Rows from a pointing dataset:
◆ ◆ ◆ ◆ ◆ ◆ ◆
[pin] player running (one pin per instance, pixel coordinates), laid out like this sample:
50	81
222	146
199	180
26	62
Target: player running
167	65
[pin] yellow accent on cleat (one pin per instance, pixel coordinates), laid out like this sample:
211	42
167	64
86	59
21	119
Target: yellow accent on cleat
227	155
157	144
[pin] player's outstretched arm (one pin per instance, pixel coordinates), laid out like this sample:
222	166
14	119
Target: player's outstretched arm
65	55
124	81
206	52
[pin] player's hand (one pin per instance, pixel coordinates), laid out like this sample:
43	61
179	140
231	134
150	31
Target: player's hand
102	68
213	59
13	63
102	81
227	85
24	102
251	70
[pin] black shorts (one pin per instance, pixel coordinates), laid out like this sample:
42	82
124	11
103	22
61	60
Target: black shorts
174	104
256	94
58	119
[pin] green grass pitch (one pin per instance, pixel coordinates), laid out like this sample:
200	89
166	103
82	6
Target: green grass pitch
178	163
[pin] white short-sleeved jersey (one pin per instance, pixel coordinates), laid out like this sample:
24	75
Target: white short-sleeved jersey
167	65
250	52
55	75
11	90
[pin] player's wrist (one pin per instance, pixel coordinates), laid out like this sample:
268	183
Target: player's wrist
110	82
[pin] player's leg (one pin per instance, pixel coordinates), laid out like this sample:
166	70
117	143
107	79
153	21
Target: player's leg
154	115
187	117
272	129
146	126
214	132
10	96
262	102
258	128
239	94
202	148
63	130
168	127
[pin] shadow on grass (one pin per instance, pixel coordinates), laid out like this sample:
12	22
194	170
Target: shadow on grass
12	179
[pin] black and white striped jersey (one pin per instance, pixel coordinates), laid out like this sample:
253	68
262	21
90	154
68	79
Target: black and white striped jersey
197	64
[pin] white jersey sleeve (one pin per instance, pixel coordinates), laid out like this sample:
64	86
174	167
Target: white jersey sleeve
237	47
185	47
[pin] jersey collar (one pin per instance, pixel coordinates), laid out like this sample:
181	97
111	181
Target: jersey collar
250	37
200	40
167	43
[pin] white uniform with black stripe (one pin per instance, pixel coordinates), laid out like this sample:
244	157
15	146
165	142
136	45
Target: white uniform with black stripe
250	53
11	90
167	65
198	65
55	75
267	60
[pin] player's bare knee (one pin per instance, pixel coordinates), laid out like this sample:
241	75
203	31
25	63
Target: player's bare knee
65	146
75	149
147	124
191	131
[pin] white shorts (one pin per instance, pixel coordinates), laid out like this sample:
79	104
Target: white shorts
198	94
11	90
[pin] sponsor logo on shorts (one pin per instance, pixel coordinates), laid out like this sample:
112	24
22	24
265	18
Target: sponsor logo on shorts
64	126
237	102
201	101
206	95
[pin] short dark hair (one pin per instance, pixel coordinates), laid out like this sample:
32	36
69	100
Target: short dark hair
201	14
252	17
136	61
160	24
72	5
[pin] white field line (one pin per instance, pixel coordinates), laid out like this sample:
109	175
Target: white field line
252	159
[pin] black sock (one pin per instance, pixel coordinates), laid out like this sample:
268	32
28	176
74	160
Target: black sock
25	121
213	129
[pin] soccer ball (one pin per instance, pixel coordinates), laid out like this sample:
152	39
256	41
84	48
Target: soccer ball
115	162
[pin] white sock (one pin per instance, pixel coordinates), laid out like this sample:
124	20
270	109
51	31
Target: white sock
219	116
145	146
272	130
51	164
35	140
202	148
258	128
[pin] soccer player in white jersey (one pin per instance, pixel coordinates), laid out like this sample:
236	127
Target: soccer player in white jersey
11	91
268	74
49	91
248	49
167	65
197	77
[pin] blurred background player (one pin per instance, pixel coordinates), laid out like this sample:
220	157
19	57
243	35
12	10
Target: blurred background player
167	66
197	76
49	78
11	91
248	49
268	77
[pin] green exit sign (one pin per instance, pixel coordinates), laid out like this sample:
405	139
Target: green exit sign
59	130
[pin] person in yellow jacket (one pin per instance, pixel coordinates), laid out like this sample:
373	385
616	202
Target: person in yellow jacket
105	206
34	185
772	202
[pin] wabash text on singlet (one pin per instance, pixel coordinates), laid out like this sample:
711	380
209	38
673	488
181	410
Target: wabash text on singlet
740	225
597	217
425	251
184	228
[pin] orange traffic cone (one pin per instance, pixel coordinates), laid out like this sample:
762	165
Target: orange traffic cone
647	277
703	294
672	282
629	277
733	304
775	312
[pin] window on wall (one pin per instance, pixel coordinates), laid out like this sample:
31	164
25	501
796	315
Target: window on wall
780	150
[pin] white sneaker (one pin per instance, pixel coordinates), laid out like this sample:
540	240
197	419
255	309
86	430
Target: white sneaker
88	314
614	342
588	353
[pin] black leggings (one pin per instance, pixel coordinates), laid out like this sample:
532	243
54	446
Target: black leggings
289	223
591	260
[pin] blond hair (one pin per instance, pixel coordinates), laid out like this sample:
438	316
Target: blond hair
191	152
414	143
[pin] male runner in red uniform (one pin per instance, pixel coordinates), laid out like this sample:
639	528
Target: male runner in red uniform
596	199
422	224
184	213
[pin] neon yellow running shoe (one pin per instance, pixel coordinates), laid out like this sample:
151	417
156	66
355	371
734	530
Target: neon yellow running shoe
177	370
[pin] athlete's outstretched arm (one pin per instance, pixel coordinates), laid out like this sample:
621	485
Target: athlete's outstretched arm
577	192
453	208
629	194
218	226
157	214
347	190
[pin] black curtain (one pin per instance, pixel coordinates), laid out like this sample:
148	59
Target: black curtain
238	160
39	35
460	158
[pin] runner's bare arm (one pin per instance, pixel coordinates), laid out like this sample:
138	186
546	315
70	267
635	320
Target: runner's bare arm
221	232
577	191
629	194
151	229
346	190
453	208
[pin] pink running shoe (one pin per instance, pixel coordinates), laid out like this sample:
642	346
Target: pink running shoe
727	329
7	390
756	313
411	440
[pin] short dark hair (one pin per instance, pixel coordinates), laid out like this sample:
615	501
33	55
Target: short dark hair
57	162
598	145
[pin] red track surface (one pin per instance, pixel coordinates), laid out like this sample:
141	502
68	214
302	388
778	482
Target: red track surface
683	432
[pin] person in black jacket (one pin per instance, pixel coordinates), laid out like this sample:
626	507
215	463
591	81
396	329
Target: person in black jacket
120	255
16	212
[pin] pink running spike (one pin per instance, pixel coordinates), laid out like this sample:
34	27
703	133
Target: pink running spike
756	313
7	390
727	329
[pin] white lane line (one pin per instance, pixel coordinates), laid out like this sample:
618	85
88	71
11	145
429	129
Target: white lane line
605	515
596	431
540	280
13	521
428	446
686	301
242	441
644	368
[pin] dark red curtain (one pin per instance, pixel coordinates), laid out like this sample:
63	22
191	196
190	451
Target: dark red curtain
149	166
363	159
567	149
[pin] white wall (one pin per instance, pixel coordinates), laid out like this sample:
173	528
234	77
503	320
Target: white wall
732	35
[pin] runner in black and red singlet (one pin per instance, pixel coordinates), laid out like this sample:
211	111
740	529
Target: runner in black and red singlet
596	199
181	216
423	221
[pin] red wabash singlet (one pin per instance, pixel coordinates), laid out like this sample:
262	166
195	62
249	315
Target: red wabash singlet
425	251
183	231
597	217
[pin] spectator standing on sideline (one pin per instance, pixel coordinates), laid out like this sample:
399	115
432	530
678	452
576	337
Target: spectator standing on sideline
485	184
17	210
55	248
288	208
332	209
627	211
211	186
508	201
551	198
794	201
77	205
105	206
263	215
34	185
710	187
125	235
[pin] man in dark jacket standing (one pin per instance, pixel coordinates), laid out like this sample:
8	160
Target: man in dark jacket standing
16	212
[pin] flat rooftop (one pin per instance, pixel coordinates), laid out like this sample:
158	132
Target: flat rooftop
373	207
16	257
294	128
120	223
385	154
◆ ◆ ◆ ◆ ◆ ◆ ◆
The line containing "[pin] spectator standing" marks the start; retype it and each line after it through the end of the records above, exactly.

(Solution to this task)
[pin] spectator standing on sideline (one pin per instance, pixel coordinates), laid out like this sample:
399	115
432	530
678	452
576	337
Target: spectator standing on sideline
485	184
17	210
55	248
288	208
332	209
627	211
211	186
508	201
551	198
794	201
77	205
105	206
263	215
34	185
710	187
125	235
[pin] man in dark jacket standing (one pin per instance, pixel coordinates), laid out like this sample:
8	160
Target: man in dark jacket standing
16	212
[pin] flat rooftop (one pin per instance, pixel coordinates), laid out like this sample:
158	132
Target: flat rooftop
373	207
16	257
294	128
120	223
385	154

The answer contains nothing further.